Text segment
((

Yes, absolutely. Also one more. I was just -- when you look at the figures, obviously, it looks like you still have low cost levels and cash breakeven for the working rigs was actually solid down quarter-over-quarter. Do you see any material changes to costs or CapEx going forward? Or should we expect the current run rate levels?

Martin Jimmerson

Executives
#9

Yes. Yes. No, that's a great question. And so clearly, we're going to have a much more normalized OpEx run rate, allocating our overhead over 11 rigs rather than, call it, 9.2 or whatever it was. And so how I'd answer the question is, let me start with CapEx. We -- most of the CapEx that we spent in the first quarter was for customer requirements on the 2 rigs that we reactivated. I think we're probably going to be around $1 million of CapEx in the second quarter, which will be a combination of spares and some vehicles for our team. And so as I look into the remainder of the year, I would say, excluding any high torque drill pipe that we may be requested to purchase, which we would expect reimbursement and day rate from our customers or we won't do it. I'm going to still kind of give you an indication that we think we've come in between $3 million and $4 million of CapEx for the year. I don't have any specific knowledge of where the other $2 million will come from in the third and fourth quarter if we, in fact, do it, we may actually come in at $3 million. With respect to OpEx, heretofore, wages have been steady. But as of recent, we have been hearing of increases in wages for other contract drillers -- and so we're looking at that right now. Any increase that we may give, we'd fully expect to be reimbursed through incremental day rate from our customers. And as always, with all the global inflation that's going on, we continue to see items inching up in terms of inflation costs. But where the real pricing impacts you is if you need a -- I'm going to call it a more -- a larger piece of equipment, let's say, a mud pump or an engine. The availability of that type of equipment is becoming less and less. And so that's kind of one of the reasons we bought some spare equipment in the second quarter so far is if there's not much inventory, you can appreciate that the vendors have pricing power to push upon you. And so we work hard at keeping our inventory at levels and not be put in a position to be impacted by significant price increases. So hopefully, that addresses your question.

Sander Borgli

Executives
#10

We also have a question from Truls Olsen. Please unmute your microphone to answer and/or to place that in a question.

))

Stored rows

((

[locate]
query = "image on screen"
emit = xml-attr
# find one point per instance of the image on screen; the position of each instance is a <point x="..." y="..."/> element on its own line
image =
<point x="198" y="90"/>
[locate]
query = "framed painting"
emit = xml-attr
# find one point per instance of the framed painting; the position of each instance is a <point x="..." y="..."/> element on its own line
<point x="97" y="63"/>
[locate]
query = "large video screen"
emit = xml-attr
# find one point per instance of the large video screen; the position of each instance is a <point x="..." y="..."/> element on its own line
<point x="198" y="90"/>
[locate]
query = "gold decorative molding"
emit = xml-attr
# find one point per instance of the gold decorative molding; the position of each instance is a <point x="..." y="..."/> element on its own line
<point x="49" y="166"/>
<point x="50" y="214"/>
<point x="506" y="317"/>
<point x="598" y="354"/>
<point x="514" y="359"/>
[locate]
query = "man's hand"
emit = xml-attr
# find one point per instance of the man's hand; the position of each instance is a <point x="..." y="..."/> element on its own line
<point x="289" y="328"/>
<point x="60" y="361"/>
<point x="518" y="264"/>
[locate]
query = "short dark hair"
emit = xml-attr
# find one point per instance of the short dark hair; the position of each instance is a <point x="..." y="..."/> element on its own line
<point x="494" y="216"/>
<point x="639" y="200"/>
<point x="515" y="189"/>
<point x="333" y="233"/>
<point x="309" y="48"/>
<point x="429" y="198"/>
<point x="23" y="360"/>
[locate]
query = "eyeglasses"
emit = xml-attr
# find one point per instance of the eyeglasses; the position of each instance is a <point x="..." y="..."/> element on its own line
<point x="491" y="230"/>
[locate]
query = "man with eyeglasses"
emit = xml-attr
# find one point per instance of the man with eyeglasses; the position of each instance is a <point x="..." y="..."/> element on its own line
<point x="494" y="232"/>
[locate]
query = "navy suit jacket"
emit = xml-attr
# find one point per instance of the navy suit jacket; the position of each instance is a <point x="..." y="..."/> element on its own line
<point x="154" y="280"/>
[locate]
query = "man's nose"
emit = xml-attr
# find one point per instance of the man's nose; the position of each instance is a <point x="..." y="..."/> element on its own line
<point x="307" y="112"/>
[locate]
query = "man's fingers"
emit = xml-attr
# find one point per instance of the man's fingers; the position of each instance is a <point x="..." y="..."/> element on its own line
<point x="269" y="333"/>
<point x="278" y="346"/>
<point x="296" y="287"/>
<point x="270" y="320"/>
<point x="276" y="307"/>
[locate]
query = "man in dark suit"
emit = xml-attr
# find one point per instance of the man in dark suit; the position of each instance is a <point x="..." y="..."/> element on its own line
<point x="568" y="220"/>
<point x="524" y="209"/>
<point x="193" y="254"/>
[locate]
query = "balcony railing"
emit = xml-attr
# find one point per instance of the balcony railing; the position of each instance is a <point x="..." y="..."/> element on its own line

))

Copy the call transcript from the words "Yes, absolutely. Also" through "run rate levels?", swapping "solid" for "flat".

Solved problem
Yes, absolutely. Also one more. I was just -- when you look at the figures, obviously, it looks like you still have low cost levels and cash breakeven for the working rigs was actually flat down quarter-over-quarter. Do you see any material changes to costs or CapEx going forward? Or should we expect the current run rate levels?